The exercise: Repeat each entry as written and leave the images out of the copy.

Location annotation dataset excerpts
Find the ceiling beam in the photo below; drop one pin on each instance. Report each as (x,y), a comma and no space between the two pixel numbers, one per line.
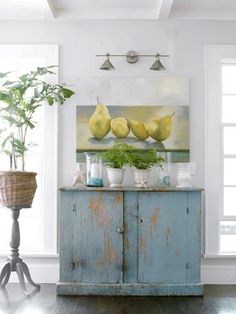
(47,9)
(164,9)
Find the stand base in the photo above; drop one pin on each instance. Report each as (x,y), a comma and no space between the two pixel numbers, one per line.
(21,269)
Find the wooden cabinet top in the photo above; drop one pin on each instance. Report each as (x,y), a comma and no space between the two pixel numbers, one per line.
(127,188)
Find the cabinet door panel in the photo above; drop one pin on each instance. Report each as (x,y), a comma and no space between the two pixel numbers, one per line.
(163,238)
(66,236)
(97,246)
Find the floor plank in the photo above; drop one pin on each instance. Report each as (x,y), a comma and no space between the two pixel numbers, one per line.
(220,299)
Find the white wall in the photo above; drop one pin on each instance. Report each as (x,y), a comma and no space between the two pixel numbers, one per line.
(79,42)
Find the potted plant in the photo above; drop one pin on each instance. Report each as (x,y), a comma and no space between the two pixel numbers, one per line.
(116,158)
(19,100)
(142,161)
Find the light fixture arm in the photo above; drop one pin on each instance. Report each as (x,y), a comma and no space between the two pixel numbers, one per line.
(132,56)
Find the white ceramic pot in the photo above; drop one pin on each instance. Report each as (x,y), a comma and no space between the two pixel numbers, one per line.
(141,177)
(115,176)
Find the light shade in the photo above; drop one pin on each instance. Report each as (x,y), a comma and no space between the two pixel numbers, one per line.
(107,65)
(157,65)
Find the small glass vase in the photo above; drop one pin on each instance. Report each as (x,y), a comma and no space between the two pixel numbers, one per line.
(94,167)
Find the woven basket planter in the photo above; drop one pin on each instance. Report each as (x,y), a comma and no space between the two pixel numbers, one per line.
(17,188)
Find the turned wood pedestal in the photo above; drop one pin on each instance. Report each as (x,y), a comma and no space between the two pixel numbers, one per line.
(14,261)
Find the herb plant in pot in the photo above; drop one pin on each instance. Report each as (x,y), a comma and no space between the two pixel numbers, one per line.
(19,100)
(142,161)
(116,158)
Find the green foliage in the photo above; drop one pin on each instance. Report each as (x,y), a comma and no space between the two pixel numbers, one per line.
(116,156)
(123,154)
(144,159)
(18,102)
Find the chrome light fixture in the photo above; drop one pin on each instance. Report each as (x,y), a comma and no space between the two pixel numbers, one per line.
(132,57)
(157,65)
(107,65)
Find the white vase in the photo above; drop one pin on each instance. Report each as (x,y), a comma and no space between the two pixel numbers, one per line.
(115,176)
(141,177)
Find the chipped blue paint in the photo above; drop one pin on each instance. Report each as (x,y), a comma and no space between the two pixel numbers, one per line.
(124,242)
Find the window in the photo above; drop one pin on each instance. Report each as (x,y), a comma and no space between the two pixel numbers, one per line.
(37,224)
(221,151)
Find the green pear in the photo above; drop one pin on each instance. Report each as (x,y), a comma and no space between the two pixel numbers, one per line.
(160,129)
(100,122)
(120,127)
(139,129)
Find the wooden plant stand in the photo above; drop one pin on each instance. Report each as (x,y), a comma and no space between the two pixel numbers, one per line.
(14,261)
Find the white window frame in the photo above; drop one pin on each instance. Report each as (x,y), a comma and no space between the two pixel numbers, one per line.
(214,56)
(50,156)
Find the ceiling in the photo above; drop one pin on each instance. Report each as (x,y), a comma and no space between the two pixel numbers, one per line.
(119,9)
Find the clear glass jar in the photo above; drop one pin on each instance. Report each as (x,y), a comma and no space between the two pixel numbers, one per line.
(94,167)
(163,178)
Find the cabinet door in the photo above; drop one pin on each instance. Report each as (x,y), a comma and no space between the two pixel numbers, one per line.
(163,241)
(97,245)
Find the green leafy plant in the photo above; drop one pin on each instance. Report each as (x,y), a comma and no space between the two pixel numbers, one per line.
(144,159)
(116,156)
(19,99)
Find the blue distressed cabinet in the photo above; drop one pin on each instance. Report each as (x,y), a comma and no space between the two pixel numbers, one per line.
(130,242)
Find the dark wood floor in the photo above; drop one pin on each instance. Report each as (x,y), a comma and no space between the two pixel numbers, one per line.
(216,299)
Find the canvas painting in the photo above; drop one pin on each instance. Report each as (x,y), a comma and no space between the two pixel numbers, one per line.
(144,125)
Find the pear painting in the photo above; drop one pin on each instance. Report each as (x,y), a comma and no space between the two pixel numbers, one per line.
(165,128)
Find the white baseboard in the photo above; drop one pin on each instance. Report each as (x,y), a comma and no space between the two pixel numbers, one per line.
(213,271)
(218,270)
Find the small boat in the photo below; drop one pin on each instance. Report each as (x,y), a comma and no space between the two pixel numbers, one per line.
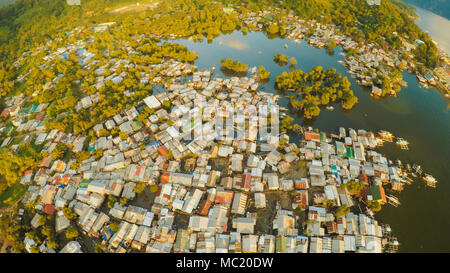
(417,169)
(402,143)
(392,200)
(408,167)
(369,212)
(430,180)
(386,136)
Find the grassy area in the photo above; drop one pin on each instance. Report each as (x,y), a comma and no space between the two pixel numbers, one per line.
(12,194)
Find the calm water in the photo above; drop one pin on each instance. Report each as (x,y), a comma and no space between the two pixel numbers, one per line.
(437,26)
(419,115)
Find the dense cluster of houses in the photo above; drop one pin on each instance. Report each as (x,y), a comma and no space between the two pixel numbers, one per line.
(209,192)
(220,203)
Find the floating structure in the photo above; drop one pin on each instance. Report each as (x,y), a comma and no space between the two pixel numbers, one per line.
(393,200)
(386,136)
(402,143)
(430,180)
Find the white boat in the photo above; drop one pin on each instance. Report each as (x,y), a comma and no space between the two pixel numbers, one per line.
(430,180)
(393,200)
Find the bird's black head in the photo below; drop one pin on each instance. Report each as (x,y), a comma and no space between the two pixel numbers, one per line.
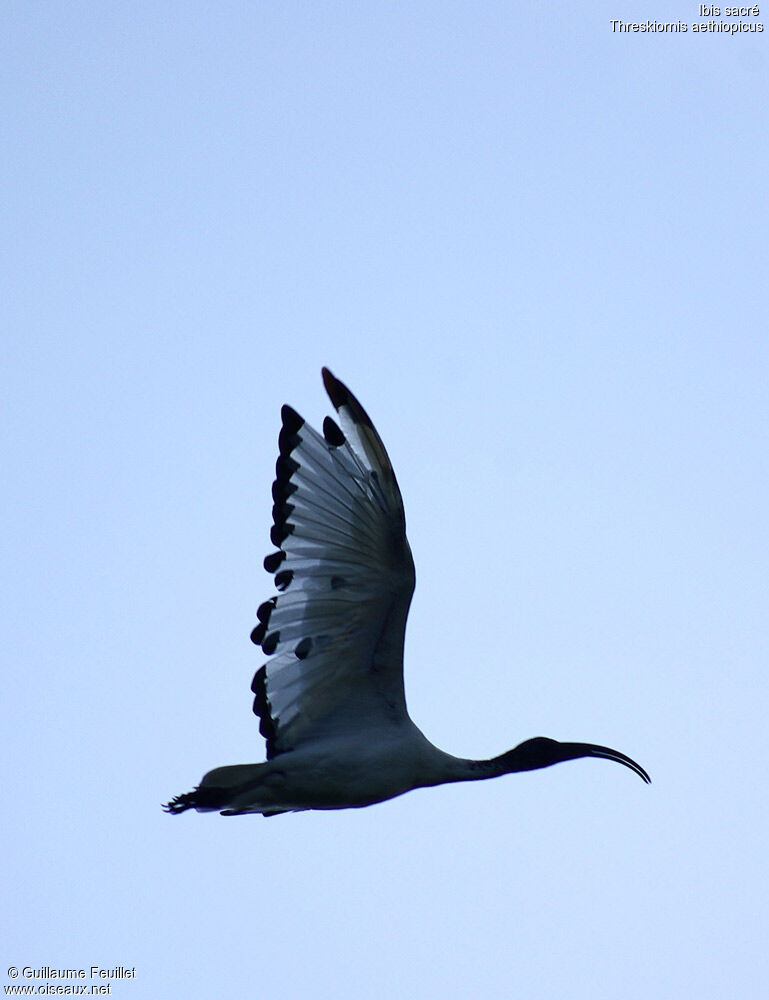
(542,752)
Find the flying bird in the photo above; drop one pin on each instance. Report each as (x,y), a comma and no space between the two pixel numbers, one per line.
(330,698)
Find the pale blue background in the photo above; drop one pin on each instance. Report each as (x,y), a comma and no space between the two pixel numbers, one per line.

Result below:
Find the ceiling beam in the photo below; drop one pin on each instance. Report each as (x,y), a comma and no space between the two pixel numbers, one per line.
(47,9)
(164,9)
Find the stand base in the photo above; drop one pin on each instance. Report each as (x,y), a comma and no space between the two pixel numbers, one per line.
(21,269)
Find the wooden cabinet top in the photo above; drop one pin on each instance. Report each as (x,y), a comma and no space between the two pixel numbers, one per line.
(127,188)
Find the cabinet door panel in the photo above; drop one pin on each instance. Report each as (x,y), a comma and no space between the two pixel numbers, one per line.
(163,238)
(66,236)
(97,246)
Find the floor plank in the photo above; drop one pin on each instance. Report each as (x,y), a comma and no space between the two pixel numbers, one per line.
(220,299)
Find the white wall in the photo above; drop one pin on each instance. Report each as (x,y), a comma and no space between the two pixel numbers, one per line.
(79,42)
Find the potted plant in the photo above; drop one pin on each instance. Report each as (x,y), a comma and no space between the two pixel numbers, one per line.
(116,158)
(19,100)
(142,161)
Find the light fixture arm in the photo above; drop one pin on each instance. Report each as (x,y), a comma and no space between the two pixel numbers, one per line.
(132,56)
Find the white ceramic pot in the photo above; drop one pin on each instance. Report each as (x,y), a comma and no space between the two pixel numbers, one per line.
(141,177)
(115,176)
Find the light shade in the photo above; drop one pin on each instance. Report each as (x,y), a comma and no space between the two pixel numbers, one per line.
(107,65)
(157,65)
Find the small glass vase in the photo above; drop one pin on each instance. Report each as (x,y), a comma and no space between the two pixel numbers, one per line.
(94,167)
Find the woven basket planter in the photo above; drop one pin on each instance. Report each as (x,y), a comma and no space between the two pixel numbers, one per line.
(17,188)
Find the turned wood pedestal in the photo above; drop one pin on each instance. Report each as (x,y), a comma and no space between the two pixel numbers, one per line.
(14,261)
Find the herb plant in pot in the photo above; drop one pin on each instance. Report each as (x,y), a comma and no space between the two pixel numbers, one per line.
(19,100)
(142,161)
(116,158)
Find the green foliage in the photo above; drop one pin on each instance. Report each as (x,y), a comma and no space between the two pixel numbers, one per line.
(116,156)
(123,154)
(144,159)
(18,102)
Find the chrome light fixture in the photo above; drop one pin on each instance. Report each as (x,y), a comma and no space between the two pixel numbers, one per line.
(132,57)
(157,65)
(107,65)
Find the white vase in the photo above; drop one pin on each instance. Report each as (x,y), a comma and no space between the two pixel numbers, one per line.
(115,176)
(141,177)
Find the chipped blue paint in the photo above; drop one pin on each instance. Report each as (x,y), a comma and no space between the two pixel numbers, one per line.
(124,242)
Find the window in the photo above; drop one pin on each instance. Report each as (x,y), a comma and no space between the two pixel numbers, one per line.
(37,224)
(221,151)
Find the green pear in the photo above; drop one pin on each instance. Report each as (x,y), a comma and no space between the two pixel numbers, one per line.
(160,129)
(100,122)
(120,127)
(139,129)
Find the wooden plant stand in the photo above; drop one pin on each instance. Report each as (x,y), a comma and no space between the two pixel numbers, one per line.
(14,261)
Find the white window frame in the photo above; drop one pin on each instance. Report each as (x,y), a comma and no space between the two pixel numbers, one per line.
(214,56)
(50,156)
Find the ceiling in the photo above; drop one pin on each instance. Report each as (x,y), a comma and no space between the two pixel numbers, one per line.
(119,9)
Find the clear glass jar in the photo above; drop one pin on each instance. Report each as (x,y), a comma and no space between the two pixel numbers, one per line.
(94,167)
(163,178)
Find the cabinet door in the photo above; drop one pin on each instance. Report each as (x,y), a comma and no space between the two pixel numbers, one per line.
(163,241)
(97,245)
Find the green leafy plant in the photo above; drop one pin on each instance. Report each as (x,y), a comma and no space between the two pixel numbers, one per line.
(144,159)
(116,156)
(19,99)
Find the blue distressed cabinet in the photo above; drop one pin on each instance. Report each as (x,y), a comma and no space between the two pixel numbers, one per line.
(130,242)
Find the dark wood floor in the photo above; drop one pin on each instance. Report each as (x,y), a comma and no space between the two pixel numbers, one per line.
(216,299)
Find the canvas painting in the photo above; drop one pin on each instance. Report each as (x,y), a comma and no space between the two pixel numbers, one per line.
(144,125)
Find the pear painting in the photo above; drop one pin on each instance. Report each as (x,y), a comma and no space between the two pixel numbers, one per line.
(165,128)
Find the white baseboard in the photo above; drop one pin on each instance. Report each as (x,y), a comma and no space between the two pixel numbers, one per line.
(213,271)
(218,270)
Find the small boat in the photo below; drop one pin on each instance. Report each as (x,y), a comma and no space between the two pixel numbers, one per line.
(417,169)
(402,143)
(392,200)
(408,167)
(369,212)
(430,180)
(386,136)
Find the grassy area in the photo above; drop one pin on each instance. Report each as (x,y), a comma and no space between the two pixel numbers, one per line.
(12,194)
Find the calm water in the photo above; drop one pin on each instance. Report each as (x,y), a comma and no space between the two pixel numbers, one per line.
(437,26)
(419,115)
Find the dense cluster of houses in the photo above; drop one pin on each instance. Report each as (x,y), a comma and no space between the two pixel numbers, one per line.
(209,192)
(220,203)
Find the floating structure in the photo above; drop one pin on each instance. Report each as (x,y), a comma and no space between the two pixel numbers, one per line.
(393,200)
(386,136)
(402,143)
(430,180)
Find the white boat in the photo above; drop one pin on each instance. Report each as (x,y), a comma and no space between the two pixel numbers, one per line.
(430,180)
(393,200)
Find the bird's black head in the photo below; drop one pin on each instance. Report each as (x,y), a comma and no space between the two pixel numbers, one per line.
(542,752)
Find the flying bird in the photo above; drop one pin on each instance. Report each as (x,y), a comma and no space between the two pixel numbers, one per line.
(330,698)
Find the pale blue background in the photo above; drop one pin on each instance. Report each as (x,y), a comma and no space between the two pixel numbers, one per line.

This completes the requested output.